= Instructions to follow =
Convert everything from the line containing "The label file claims the stone step" down to the end of the records into a JSON list of strings, one string per line, with blank lines and pictures left out.

= Provided information =
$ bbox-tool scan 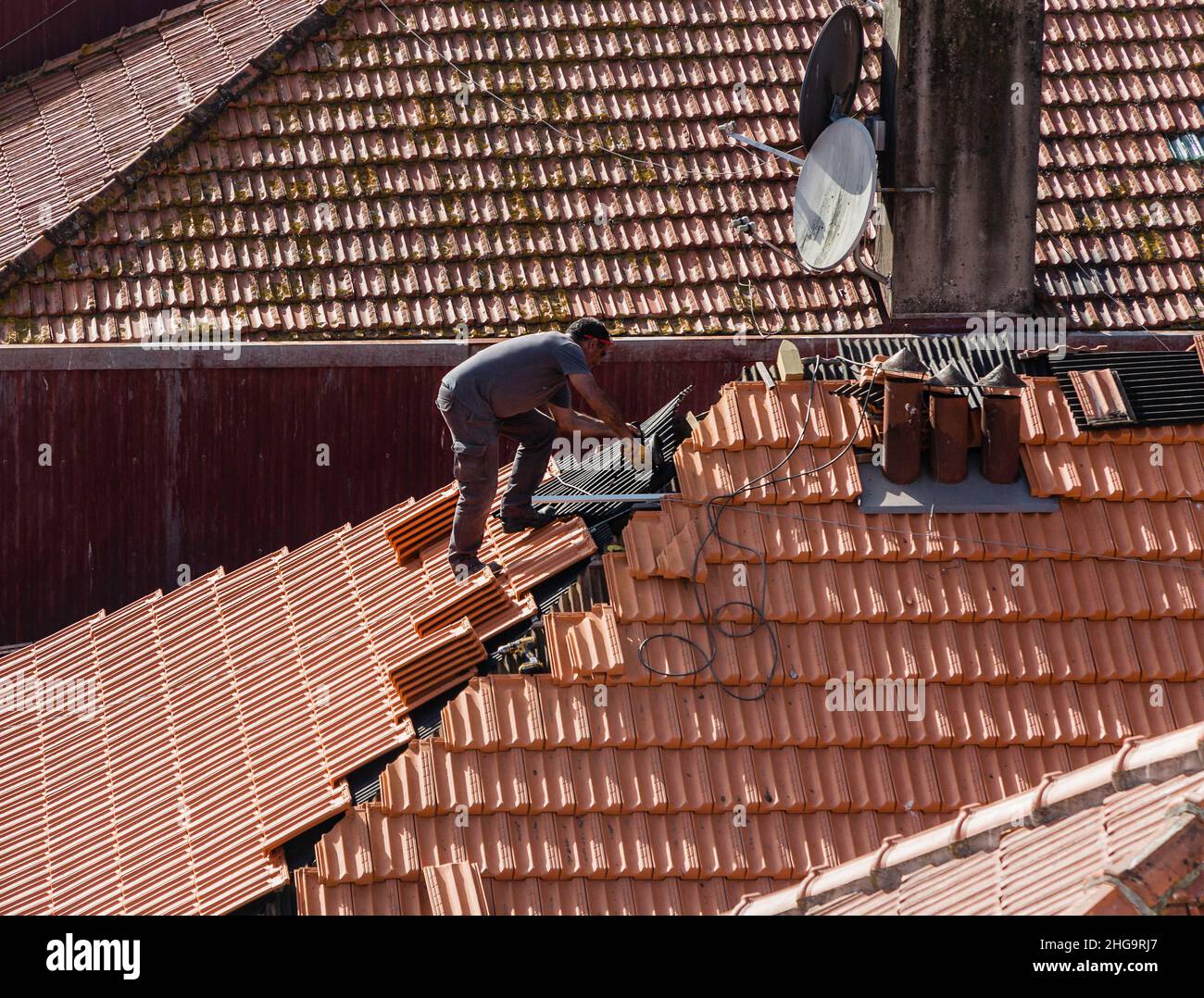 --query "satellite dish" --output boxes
[795,115,878,271]
[798,6,862,152]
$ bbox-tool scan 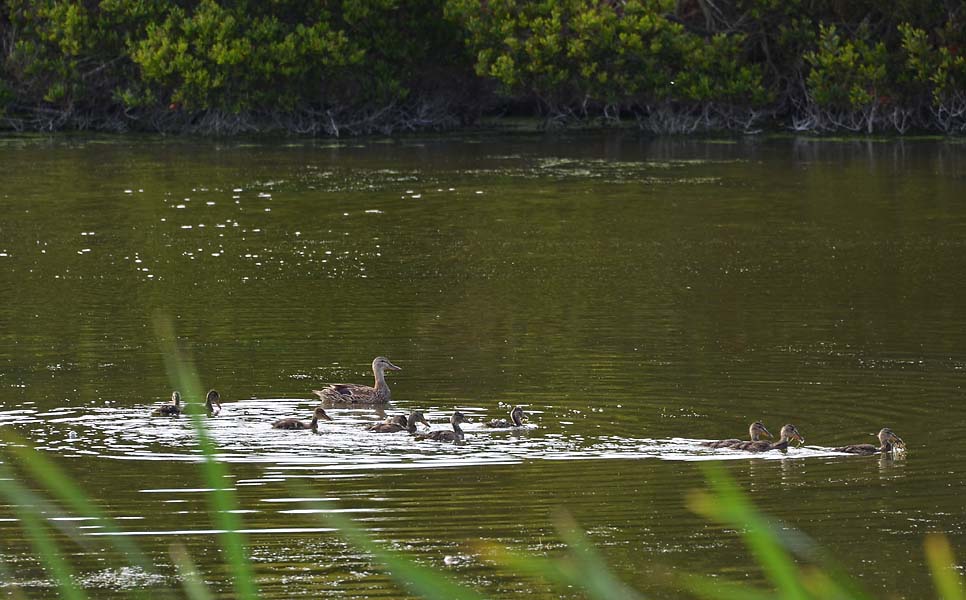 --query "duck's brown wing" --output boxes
[832,444,879,454]
[727,441,772,452]
[151,404,181,417]
[366,423,405,433]
[312,383,376,402]
[272,419,308,429]
[416,429,456,442]
[701,438,744,448]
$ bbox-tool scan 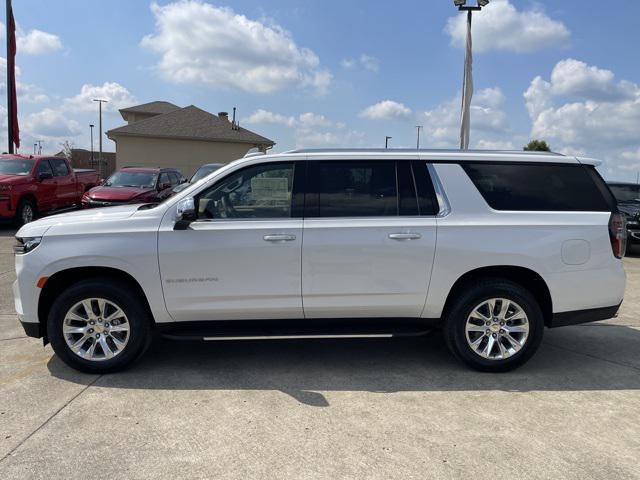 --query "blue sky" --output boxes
[0,0,640,181]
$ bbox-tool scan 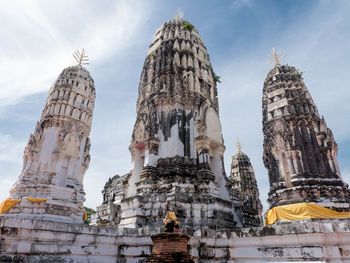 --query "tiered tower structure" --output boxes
[262,56,350,211]
[97,16,243,230]
[7,65,96,222]
[230,142,263,227]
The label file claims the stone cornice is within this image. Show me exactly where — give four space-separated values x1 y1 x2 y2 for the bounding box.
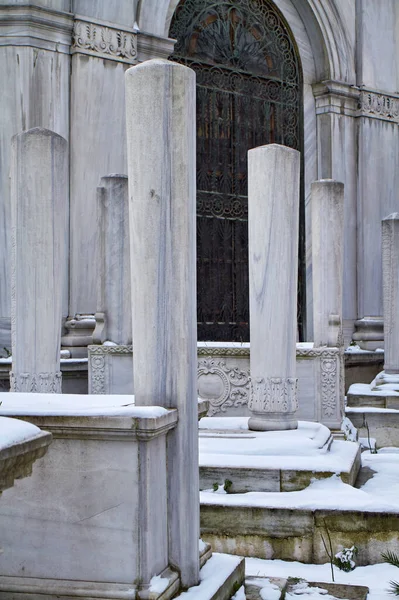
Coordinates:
3 406 178 442
71 15 138 65
358 88 399 124
0 4 73 54
313 81 399 124
313 80 359 117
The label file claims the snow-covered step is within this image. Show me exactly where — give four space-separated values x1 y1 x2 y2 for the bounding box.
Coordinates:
175 554 245 600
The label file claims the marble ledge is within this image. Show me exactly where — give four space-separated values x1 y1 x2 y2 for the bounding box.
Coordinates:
0 392 178 441
0 4 74 54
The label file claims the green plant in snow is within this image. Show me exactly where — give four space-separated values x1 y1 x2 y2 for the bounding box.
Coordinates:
381 550 399 596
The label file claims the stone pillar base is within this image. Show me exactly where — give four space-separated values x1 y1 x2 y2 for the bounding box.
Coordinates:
353 317 384 352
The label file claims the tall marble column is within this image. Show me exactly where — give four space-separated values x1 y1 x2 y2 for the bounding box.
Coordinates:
312 179 344 347
10 128 68 393
126 59 199 587
93 175 132 345
248 144 300 431
382 213 399 381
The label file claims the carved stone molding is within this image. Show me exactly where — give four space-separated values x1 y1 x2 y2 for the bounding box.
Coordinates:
0 2 73 54
248 377 298 413
198 358 249 417
88 345 133 356
71 16 137 64
320 356 340 417
10 371 62 394
358 90 399 123
197 346 250 356
87 345 133 394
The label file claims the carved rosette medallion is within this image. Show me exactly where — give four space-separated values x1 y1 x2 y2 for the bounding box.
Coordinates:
248 377 298 413
198 358 249 417
10 371 62 394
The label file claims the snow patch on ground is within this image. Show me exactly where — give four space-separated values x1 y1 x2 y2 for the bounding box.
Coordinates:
245 558 399 600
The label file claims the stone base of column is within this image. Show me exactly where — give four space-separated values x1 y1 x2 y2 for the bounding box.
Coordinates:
10 371 62 394
248 375 298 431
248 411 298 431
352 317 384 352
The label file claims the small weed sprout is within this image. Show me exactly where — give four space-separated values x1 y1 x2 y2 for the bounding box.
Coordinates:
381 550 399 596
333 546 358 573
223 479 233 494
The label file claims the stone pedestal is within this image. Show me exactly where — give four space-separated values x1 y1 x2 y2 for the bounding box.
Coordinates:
10 128 68 393
382 213 399 381
126 59 199 587
93 175 132 345
248 144 300 431
312 179 344 348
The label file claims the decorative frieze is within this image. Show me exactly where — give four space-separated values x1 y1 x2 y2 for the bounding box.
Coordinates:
198 358 249 417
248 377 298 414
10 371 62 394
71 16 137 64
359 90 399 123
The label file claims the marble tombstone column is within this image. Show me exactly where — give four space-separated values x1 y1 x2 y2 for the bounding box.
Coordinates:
311 179 344 347
93 175 132 345
248 144 300 431
126 59 199 587
10 128 68 393
381 213 399 383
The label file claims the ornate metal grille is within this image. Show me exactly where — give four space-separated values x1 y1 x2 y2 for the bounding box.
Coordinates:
169 0 304 341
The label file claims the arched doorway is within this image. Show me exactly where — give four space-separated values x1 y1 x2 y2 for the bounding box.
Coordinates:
169 0 305 341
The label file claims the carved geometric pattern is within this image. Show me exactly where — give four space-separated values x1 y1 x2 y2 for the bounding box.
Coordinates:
359 91 399 123
198 358 249 417
71 19 137 64
88 345 133 394
248 377 298 413
320 357 340 417
10 371 62 394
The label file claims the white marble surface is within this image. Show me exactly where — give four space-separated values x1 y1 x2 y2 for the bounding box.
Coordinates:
312 179 344 347
0 45 70 338
10 128 68 392
69 54 127 315
248 144 300 429
382 212 399 374
357 117 399 317
97 175 132 344
126 60 199 587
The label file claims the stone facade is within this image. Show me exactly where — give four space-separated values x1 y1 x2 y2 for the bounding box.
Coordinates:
0 0 399 349
89 344 344 430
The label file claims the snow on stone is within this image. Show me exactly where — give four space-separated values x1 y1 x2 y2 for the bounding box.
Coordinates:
231 585 246 600
200 448 399 512
245 558 399 600
175 552 241 600
0 417 41 450
0 392 168 418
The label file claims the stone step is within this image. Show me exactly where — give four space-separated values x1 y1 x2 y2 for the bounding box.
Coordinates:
345 406 399 448
201 504 399 565
199 417 360 494
173 553 245 600
245 577 369 600
346 383 399 409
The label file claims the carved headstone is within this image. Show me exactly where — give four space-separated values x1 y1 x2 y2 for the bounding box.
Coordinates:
126 59 199 587
248 144 300 431
10 128 68 393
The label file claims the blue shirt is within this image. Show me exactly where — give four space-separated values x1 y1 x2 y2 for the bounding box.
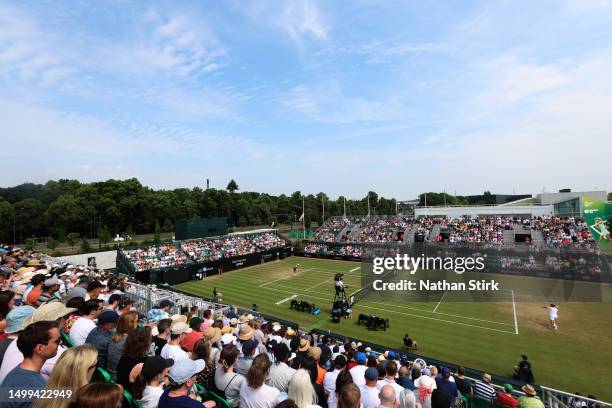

= Solution to this problem =
[
  "The label file claims the stone step is within this image. Show me exactly where — give four space-separated values x1 y1 x2 y2 for the bounding box.",
  "Coordinates:",
  "345 406 399 448",
  "201 504 399 565",
  "199 417 360 494",
  "173 553 245 600",
  "245 577 369 600",
  "346 383 399 409",
  "The label file claims the carved headstone is within this image. Show me exactly where — give four space-separated values x1 y1 x2 y2 for the bounding box.",
  "Coordinates:",
  "126 59 199 587",
  "248 144 300 431",
  "10 128 68 393",
  "The label file claims the blue shirt is within this image. Show me exactly where — give four space-separated values x1 y1 x2 y2 for the bounding box."
]